**Textabschnitt**
■ ■ ■

Änne Seidel: Jedes neue Buch ist wie eine neue Welt – das sagt die Übersetzerin Olga Radetzkaja. Und sie muss es wissen, denn sie ist in ihrem Leben schon in so einige Welten eingetaucht. In die Welten von Schriftstellern wie Lew Tolstoi, Vladimir Sorokin oder Maria Stepanova, deren Werke sie aus dem Russischen ins Deutsche übertragen hat. Morgen wird Olga Radetzkaja mit dem Straelener Übersetzerpreis ausgezeichnet. Ein Ritterschlag, könnte man sagen, denn der Preis ist eine der wichtigsten Auszeichnungen für Übersetzer im deutschsprachigen Raum.
Olga Radetzkaja erhält diesen Preis zum einen für ihr Lebenswerk, zum anderen aber auch ganz konkret für ihre Übersetzung von Viktor Schklowskijs Roman "Sentimentale Reise". Dieses Buch spielt in den Jahren nach der Russischen Revolution von 1917, 1923 ist es erstmals erschienen. Ich habe Olga Radetzkaja vorhin zunächst mal gefragt: Was ist das also für eine Welt, in die uns der Autor Viktor Schklowskij da mitnimmt?

■ ■ ■

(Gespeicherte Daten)
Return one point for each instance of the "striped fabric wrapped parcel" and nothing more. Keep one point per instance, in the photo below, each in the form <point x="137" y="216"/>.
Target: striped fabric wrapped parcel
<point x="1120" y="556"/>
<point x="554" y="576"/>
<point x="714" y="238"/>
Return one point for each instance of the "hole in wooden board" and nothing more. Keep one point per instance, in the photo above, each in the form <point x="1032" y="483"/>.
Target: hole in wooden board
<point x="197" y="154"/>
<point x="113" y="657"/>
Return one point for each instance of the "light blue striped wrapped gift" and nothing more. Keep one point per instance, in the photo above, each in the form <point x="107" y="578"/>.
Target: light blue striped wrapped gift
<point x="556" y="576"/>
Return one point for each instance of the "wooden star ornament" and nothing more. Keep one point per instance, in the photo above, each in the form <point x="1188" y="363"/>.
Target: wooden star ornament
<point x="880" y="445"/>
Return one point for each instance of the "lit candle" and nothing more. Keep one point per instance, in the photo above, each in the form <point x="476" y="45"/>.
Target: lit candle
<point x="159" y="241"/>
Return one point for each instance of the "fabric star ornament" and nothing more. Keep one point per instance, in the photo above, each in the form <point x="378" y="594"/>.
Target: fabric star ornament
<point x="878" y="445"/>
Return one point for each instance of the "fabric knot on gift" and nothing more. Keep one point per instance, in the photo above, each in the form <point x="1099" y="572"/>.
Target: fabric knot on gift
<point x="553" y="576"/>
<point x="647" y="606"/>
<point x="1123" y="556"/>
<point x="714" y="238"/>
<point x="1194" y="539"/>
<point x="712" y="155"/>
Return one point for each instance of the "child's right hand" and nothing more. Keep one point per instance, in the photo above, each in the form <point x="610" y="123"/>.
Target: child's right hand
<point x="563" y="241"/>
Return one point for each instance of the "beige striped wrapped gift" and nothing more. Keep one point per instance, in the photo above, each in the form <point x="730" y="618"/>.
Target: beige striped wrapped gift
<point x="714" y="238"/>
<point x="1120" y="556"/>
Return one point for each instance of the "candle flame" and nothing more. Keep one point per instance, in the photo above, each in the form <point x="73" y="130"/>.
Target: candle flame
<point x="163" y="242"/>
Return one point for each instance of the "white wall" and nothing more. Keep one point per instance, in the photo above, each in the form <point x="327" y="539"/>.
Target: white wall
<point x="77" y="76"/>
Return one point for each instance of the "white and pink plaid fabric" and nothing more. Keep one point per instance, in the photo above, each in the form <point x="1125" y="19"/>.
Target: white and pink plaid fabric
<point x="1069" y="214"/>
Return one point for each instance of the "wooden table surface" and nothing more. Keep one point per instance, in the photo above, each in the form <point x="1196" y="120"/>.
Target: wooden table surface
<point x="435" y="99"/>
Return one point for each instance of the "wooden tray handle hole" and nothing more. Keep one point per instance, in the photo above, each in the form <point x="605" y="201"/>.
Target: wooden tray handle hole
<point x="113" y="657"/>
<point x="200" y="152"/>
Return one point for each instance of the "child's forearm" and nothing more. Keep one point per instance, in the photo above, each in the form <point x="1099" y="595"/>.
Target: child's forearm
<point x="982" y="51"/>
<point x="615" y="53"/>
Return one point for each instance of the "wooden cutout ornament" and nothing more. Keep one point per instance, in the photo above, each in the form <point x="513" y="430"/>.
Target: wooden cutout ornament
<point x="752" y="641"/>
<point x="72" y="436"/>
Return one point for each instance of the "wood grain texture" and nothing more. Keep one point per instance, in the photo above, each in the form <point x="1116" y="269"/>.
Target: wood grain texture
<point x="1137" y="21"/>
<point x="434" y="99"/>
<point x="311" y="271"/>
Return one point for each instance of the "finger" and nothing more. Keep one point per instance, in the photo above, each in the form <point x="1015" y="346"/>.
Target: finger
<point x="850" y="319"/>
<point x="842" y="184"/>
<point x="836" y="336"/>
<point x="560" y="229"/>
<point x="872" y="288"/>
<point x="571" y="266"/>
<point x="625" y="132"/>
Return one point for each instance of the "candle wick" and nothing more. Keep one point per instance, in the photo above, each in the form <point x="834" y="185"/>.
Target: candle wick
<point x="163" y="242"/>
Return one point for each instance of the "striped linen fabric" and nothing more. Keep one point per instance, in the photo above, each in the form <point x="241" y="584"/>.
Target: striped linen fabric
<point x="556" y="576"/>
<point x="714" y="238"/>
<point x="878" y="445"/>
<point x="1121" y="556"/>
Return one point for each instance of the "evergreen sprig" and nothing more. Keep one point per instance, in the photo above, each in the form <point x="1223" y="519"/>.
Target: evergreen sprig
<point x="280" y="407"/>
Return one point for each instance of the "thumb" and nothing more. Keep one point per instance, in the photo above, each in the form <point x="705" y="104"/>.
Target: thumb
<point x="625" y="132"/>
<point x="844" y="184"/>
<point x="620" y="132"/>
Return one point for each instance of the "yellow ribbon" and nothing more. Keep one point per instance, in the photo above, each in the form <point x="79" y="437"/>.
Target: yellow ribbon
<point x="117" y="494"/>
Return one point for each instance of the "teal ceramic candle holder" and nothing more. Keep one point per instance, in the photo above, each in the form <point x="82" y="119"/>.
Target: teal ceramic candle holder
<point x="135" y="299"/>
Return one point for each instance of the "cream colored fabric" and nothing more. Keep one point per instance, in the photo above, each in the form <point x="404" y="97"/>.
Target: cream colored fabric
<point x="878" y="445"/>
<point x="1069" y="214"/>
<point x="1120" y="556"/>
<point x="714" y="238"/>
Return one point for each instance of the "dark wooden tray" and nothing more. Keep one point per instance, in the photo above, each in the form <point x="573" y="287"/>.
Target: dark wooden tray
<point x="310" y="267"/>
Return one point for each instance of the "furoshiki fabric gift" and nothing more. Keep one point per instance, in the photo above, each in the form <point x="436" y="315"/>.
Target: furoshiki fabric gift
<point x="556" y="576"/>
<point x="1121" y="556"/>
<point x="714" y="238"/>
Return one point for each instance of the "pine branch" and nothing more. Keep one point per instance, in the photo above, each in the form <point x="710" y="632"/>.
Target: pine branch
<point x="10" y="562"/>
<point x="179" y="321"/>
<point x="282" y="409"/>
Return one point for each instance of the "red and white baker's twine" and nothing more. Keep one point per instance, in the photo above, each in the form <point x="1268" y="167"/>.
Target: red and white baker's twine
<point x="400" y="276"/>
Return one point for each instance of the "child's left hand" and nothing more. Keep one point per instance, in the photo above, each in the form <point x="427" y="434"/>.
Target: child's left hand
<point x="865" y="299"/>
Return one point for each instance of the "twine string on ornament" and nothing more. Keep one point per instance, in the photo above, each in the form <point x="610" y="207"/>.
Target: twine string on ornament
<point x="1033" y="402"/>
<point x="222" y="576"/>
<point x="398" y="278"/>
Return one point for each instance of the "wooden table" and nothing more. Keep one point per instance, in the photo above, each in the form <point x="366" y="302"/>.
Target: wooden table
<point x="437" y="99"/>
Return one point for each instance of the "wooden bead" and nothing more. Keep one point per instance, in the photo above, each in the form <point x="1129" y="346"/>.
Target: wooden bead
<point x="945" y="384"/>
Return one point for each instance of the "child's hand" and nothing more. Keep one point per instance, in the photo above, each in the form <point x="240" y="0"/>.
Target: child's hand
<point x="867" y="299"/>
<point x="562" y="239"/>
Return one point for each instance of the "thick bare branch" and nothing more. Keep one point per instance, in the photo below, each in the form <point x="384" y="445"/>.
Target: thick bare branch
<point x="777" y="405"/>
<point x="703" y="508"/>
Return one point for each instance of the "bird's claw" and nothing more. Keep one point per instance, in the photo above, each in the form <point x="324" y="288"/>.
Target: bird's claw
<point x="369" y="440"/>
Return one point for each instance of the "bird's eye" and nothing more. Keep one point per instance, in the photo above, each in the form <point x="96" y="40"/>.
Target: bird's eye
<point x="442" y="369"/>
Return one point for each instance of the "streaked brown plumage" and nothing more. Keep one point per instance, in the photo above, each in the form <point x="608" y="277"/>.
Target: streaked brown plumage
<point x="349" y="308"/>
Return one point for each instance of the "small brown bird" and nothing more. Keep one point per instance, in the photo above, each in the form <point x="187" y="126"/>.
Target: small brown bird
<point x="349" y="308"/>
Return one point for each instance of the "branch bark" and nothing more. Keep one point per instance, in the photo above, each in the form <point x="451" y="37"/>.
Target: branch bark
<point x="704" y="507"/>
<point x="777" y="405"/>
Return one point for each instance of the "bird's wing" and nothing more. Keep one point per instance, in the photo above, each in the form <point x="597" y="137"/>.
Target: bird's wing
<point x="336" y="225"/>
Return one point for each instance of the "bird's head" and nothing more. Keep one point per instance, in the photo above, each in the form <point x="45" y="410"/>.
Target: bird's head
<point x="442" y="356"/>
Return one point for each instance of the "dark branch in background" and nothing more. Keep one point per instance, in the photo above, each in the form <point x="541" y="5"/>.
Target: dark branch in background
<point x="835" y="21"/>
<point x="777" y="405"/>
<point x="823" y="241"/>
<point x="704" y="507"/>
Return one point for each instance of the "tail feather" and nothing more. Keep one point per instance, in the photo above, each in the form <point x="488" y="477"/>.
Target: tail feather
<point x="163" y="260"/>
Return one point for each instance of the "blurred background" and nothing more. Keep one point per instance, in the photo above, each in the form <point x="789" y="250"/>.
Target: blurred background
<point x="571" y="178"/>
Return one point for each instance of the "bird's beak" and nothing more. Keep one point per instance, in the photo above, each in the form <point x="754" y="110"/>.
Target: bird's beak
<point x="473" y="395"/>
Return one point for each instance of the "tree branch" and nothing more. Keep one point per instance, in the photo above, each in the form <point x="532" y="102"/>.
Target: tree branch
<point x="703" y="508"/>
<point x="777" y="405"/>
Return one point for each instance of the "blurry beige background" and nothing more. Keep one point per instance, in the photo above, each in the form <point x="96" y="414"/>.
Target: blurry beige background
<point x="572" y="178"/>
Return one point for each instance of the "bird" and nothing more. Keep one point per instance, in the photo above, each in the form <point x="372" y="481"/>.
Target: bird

■ ■ ■

**Kurze Aufgabe A**
Für welche konkrete Übersetzung erhält Olga Radetzkaja laut dem Text über den Straelener Übersetzerpreis die Auszeichnung?
**Kurze Aufgabe B**
Gib aus dem Text über den Straelener Übersetzerpreis die Stelle wortgetreu wieder, beginnend mit „Änne Seidel: Jedes“ und fortlaufend bis einschließlich „im deutschsprachigen Raum.“.
**Kurze Aufgabe C**
Setze den Text über Olga Radetzkaja und den Straelener Übersetzerpreis im Anschluss an seinen letzten Satz fort.
Die Auflistung ist hierfür ohne Bedeutung.

**Endgültige Antwort A**
Für ihre Übersetzung von Viktor Schklowskijs Roman „Sentimentale Reise“.

**Endgültige Antwort B**
Änne Seidel: Jedes neue Buch ist wie eine neue Welt – das sagt die Übersetzerin Olga Radetzkaja. Und sie muss es wissen, denn sie ist in ihrem Leben schon in so einige Welten eingetaucht. In die Welten von Schriftstellern wie Lew Tolstoi, Vladimir Sorokin oder Maria Stepanova, deren Werke sie aus dem Russischen ins Deutsche übertragen hat. Morgen wird Olga Radetzkaja mit dem Straelener Übersetzerpreis ausgezeichnet. Ein Ritterschlag, könnte man sagen, denn der Preis ist eine der wichtigsten Auszeichnungen für Übersetzer im deutschsprachigen Raum.

**Endgültige Antwort C**
Olga Radetzkaja: Das ist ein unglaublicher Ereigniswirbel, in den er einen mitnimmt. Der Zeitraum, den das Buch umfasst, ist 1917 bis 1922. Und in diesem Zeitraum passiert alles das, wovon wir wissen, dass es passiert. Aber man kriegt es selten in dieser Dichte präsentiert. Er steigt ein – da ist er im Ersten Weltkrieg – als Armeekommissar, zunächst mal als Ausbilder in einem Panzerwagen-Bataillon. Und dann, nach der Februar-Revolution, an der er aktiv sich beteiligt, ist er Kommissar der Revolutionsregierung an der Front in Galizien und dann in Persien. Dann kommt die Oktober-Revolution; dann geht er erst mal in den Untergrund, weil er mit dieser Oktober-Revolution im Gegensatz zur ersten Februar-Revolution nichts anfangen kann, sehr dagegen ist. Er schlägt sich durch, reist unglaublich viel herum, landet dann wieder in Petersburg. Gleichzeitig, parallel dazu, arbeitet er immer an seiner Literaturtheorie, denn sein erster Beruf ist Literaturwissenschaftler.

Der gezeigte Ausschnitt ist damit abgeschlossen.